▶ What you need to do: Can you repeat each of the rows below word for word, with the pictures left out?

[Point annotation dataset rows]
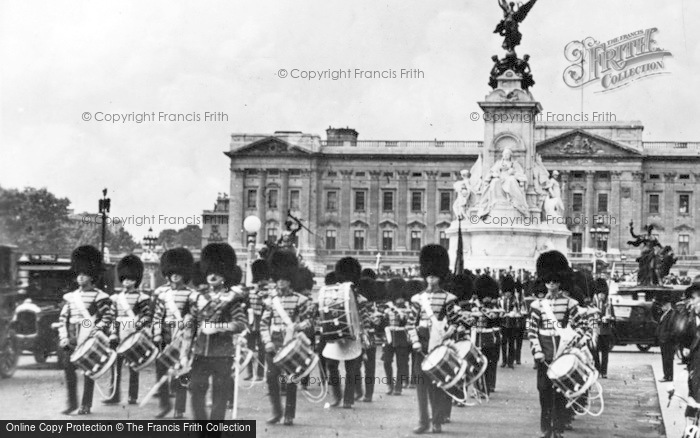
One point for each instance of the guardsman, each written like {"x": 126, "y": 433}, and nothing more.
{"x": 214, "y": 317}
{"x": 133, "y": 313}
{"x": 431, "y": 304}
{"x": 171, "y": 306}
{"x": 547, "y": 317}
{"x": 258, "y": 293}
{"x": 286, "y": 314}
{"x": 85, "y": 311}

▶ Answer to this exercise:
One point for each instance of the guardsman, each written like {"x": 126, "y": 433}, and nothing more.
{"x": 214, "y": 317}
{"x": 133, "y": 313}
{"x": 431, "y": 304}
{"x": 171, "y": 306}
{"x": 547, "y": 317}
{"x": 258, "y": 293}
{"x": 286, "y": 314}
{"x": 85, "y": 311}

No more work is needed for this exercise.